> _Input_:
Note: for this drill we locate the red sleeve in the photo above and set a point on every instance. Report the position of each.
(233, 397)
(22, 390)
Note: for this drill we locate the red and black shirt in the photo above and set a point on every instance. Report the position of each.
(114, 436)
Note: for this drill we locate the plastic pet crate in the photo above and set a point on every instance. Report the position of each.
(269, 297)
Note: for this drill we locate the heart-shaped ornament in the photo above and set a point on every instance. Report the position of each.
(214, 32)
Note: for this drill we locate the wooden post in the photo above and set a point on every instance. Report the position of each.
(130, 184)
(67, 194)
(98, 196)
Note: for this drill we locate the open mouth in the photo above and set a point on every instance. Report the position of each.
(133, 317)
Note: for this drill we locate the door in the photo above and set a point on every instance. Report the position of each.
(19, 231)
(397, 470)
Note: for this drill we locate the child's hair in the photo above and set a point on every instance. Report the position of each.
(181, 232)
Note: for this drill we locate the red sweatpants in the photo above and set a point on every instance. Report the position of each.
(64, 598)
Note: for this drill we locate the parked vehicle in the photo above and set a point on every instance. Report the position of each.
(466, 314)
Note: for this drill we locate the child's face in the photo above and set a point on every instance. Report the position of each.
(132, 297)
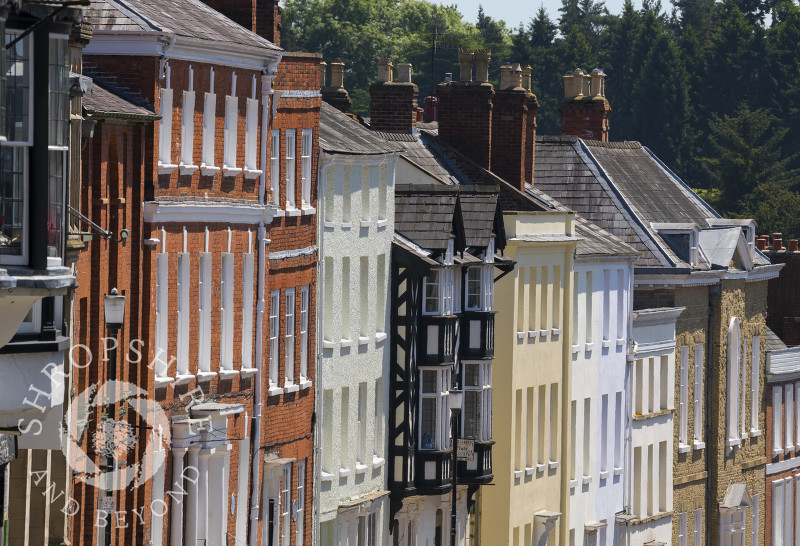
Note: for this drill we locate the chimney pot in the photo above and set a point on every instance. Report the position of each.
(465, 61)
(482, 58)
(337, 75)
(404, 72)
(323, 67)
(526, 77)
(384, 70)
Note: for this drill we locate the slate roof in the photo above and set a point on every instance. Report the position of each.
(340, 134)
(104, 101)
(478, 207)
(189, 18)
(424, 214)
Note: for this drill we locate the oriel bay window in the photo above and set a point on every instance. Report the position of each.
(434, 411)
(477, 379)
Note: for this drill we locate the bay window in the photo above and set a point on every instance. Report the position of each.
(477, 378)
(433, 414)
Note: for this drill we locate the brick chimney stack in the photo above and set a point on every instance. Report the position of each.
(465, 108)
(585, 110)
(393, 104)
(510, 128)
(260, 16)
(335, 94)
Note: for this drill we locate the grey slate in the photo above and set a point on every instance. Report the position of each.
(190, 18)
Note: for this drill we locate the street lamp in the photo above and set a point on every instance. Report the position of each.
(456, 399)
(114, 312)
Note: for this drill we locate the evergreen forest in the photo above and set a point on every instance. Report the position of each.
(712, 87)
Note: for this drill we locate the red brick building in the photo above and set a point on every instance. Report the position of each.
(782, 442)
(218, 197)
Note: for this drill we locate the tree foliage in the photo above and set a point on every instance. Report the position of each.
(712, 87)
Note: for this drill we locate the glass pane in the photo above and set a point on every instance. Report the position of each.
(18, 88)
(55, 204)
(12, 199)
(472, 375)
(428, 423)
(472, 414)
(59, 93)
(429, 382)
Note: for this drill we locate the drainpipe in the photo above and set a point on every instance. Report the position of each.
(266, 90)
(318, 406)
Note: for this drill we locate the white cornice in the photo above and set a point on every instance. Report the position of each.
(184, 48)
(207, 212)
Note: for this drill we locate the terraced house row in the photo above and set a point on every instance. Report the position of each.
(235, 313)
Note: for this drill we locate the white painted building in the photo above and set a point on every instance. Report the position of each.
(356, 196)
(601, 301)
(649, 456)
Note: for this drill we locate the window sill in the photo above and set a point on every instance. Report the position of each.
(248, 372)
(163, 381)
(205, 376)
(252, 173)
(274, 390)
(166, 168)
(230, 171)
(182, 379)
(208, 170)
(228, 374)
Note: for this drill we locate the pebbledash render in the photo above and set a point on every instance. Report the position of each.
(208, 157)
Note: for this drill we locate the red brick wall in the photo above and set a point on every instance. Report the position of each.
(393, 106)
(586, 118)
(465, 119)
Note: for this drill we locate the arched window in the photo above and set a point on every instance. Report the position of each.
(734, 346)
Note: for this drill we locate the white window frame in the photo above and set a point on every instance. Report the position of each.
(484, 391)
(306, 146)
(441, 412)
(275, 166)
(777, 420)
(291, 168)
(304, 311)
(286, 504)
(289, 315)
(274, 336)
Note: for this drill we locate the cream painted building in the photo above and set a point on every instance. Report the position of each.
(527, 504)
(356, 189)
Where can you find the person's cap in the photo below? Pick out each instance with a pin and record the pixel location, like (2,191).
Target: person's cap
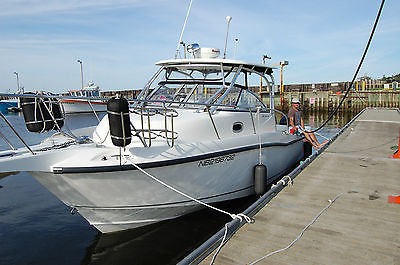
(295,100)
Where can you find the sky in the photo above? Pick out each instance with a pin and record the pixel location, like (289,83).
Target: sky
(119,41)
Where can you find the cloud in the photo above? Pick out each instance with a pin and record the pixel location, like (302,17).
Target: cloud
(34,7)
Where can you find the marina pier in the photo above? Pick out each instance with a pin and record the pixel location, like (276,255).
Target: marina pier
(360,227)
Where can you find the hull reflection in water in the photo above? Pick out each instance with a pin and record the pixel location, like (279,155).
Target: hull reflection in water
(165,243)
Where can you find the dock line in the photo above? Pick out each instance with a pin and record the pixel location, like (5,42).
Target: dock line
(301,233)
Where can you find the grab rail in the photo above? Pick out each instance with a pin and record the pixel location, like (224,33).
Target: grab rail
(16,133)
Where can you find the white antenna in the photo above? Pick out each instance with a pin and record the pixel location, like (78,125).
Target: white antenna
(183,29)
(236,42)
(228,19)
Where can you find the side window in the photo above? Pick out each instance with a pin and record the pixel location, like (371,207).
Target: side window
(249,99)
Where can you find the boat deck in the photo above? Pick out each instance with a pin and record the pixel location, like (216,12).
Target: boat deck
(360,227)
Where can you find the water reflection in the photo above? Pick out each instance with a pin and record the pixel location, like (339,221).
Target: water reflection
(167,242)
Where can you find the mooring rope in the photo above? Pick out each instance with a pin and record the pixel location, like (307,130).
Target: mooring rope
(357,70)
(301,233)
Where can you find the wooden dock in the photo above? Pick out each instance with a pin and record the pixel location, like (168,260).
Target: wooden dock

> _Work item_: Transcribe the whole of the data exactly, minus any pictures.

> _Exercise solution_:
Note: for this drill we locate the red sleeve in the photo above and set a point on every instance. Report the position of each.
(233, 397)
(22, 390)
Note: for this drill we locate the red and black shirt in the photo above and set a point on every instance. Report the position of each.
(114, 436)
Note: for this drill we locate the plastic pet crate in the photo above and set a point on every instance. Report the position of each.
(269, 297)
Note: for this drill we locate the heart-shaped ornament in the photo above and set a point on every instance. Report the position of each.
(214, 32)
Note: for this drill we locate the wooden post in the photo above and set a point on every instance. Report the position of each.
(130, 184)
(67, 194)
(98, 196)
Note: for this drill we locate the open mouth in the photo above and set a point on every instance. Report the position of each.
(133, 317)
Note: for this drill we locate the door in the photo above and set a point on every instance. Report the position of each.
(19, 231)
(397, 470)
Note: for this drill we locate the child's hair in the photo above and set a point on every instance. Report the position of each.
(181, 232)
Note: for this drill we locate the red sweatpants in the photo above and set a point on every instance. Report the position of each.
(64, 598)
Note: for this drill we locate the parked vehicle in the photo above and set a point on every instance. Report the position of each.
(466, 314)
Note: for this drill we locate the child's face in the photo above and set a point on every instance. Report the position of each.
(132, 297)
Note: for this drill we locate the chimney pot in the photo above and set a point on every instance. Report the position of each.
(465, 61)
(482, 58)
(337, 75)
(404, 72)
(323, 67)
(526, 77)
(384, 70)
Note: for this drill we locate the slate roof in the photo above and set a point on every instance. Report the position of each.
(340, 134)
(104, 101)
(478, 207)
(189, 18)
(424, 214)
Note: for this drill we locate the oriel bay window in the photo above and set a point on every instance. Report the position of each.
(434, 411)
(477, 379)
Note: for this drill we locate the bay window in the photo above and set a point on every instance. Report the position of each.
(477, 378)
(433, 414)
Note: for this drill we locate the brick chimney stack in the photo above and set a point on every instance. Report the position of each.
(465, 108)
(585, 110)
(393, 104)
(510, 128)
(260, 16)
(335, 94)
Note: for this drill we locate the grey slate in the photo above and set a point on every instance. Report the position of each.
(190, 18)
Note: for this drill we locate the street lamp in the photo above and set a point on every instance. Report the position of each.
(456, 399)
(114, 312)
Note: for this drill we locate the evergreen forest in the photo above and set a point on every instance. Report the position of each.
(712, 87)
Note: for this drill we locate the red brick building in the photo above and set a point on every instance. Report the position of each.
(782, 442)
(218, 197)
Note: for this drill we locate the tree foliage in the photo above and set a point on every instance. Report the position of each.
(712, 87)
Note: for this drill we locate the glass pane in the photo above and set a point on every instance. Report the position of each.
(18, 88)
(55, 204)
(12, 199)
(472, 375)
(428, 423)
(472, 414)
(59, 93)
(429, 382)
Note: for this drill we locate the drainpipe in the photo above and set a point on every instance. Report the position of each.
(266, 90)
(318, 406)
Note: for this drill we locate the white cornice in the photo above and set a point on every instance. Report the position of each.
(184, 48)
(207, 212)
Note: for this drill we locate the terraced house row in the photo above and set a point on every instance. Report the position of each.
(235, 313)
Note: for this drill we locate the white painted building in the photo above and set a point on every instance. Report the position of each.
(356, 196)
(601, 301)
(649, 456)
Note: for this drill we locate the window sill in the photo above and set a point on every instance. Report the position of each.
(248, 372)
(163, 381)
(205, 376)
(252, 173)
(274, 390)
(166, 168)
(230, 171)
(182, 379)
(208, 170)
(228, 374)
Note: for this drill we locate the pebbledash render in the photo above and set a point on every instance. Report the position of each.
(208, 157)
Note: for this drill we locate the red brick wall in the photo above and set a point on every instance. Report the position of each.
(393, 106)
(586, 118)
(465, 119)
Note: for this drill we locate the arched window in the photo above and set a point on every instance. Report the position of each.
(734, 346)
Note: for this drill we locate the white window frame in the photo above and set a point on every instance. Report the position of each.
(484, 391)
(306, 146)
(441, 412)
(275, 166)
(777, 420)
(291, 168)
(304, 311)
(286, 504)
(289, 315)
(274, 336)
Note: for this drill we locate the cream painted building in the photo above and set a point on every instance. Report the position of each.
(527, 504)
(356, 189)
Where can you find the person's cap in the photo below? Pick out each instance with a pin and record the pixel location, like (2,191).
Target: person's cap
(295,100)
Where can you find the sky in the photo above? Pick out each instance with a pin and record the pixel location, like (289,83).
Target: sky
(119,41)
Where can you find the cloud in the photo above? Pick out each instance with a pin and record the pixel location, like (302,17).
Target: cloud
(34,7)
Where can you find the marina pier in the photo above? Pick out each instance with a pin and record the pixel location, like (276,255).
Target: marina pier
(360,227)
Where can you find the hull reflection in water in the photo above? Pick out each instance with a pin and record the pixel location, like (279,155).
Target: hull reflection in water
(165,243)
Where can you find the dock line in the photo above? Pick out each instance with a pin and record the pixel location, like (5,42).
Target: dock line
(301,233)
Where can you find the grab rail in the photo above? Pick out each instance with a pin and record the pixel location, like (224,33).
Target: grab rail
(16,133)
Where can you find the white antenna in the photo above? Pick out each instance with a pin and record the pixel location, like (78,125).
Target: white antenna
(183,29)
(236,42)
(228,19)
Where can you find the side window in the photo above? Pick out each instance with a pin and record the pixel location, like (371,207).
Target: side window
(249,99)
Where can you find the boat deck in the photo above? Pick out each instance with a pin and record the pixel location, like (216,12).
Target: boat deck
(360,227)
Where can you find the water reflection in the photo above? Pick out each instance with a pin and record the pixel location, like (339,221).
Target: water reflection
(167,242)
Where can you find the mooring rope in the photo above? Pick out each instance with a pin and record the pixel location, like (307,130).
Target: mooring rope
(357,70)
(301,233)
Where can you find the wooden dock in the photo above? Pick out each instance with a pin and record the pixel location, like (168,260).
Target: wooden dock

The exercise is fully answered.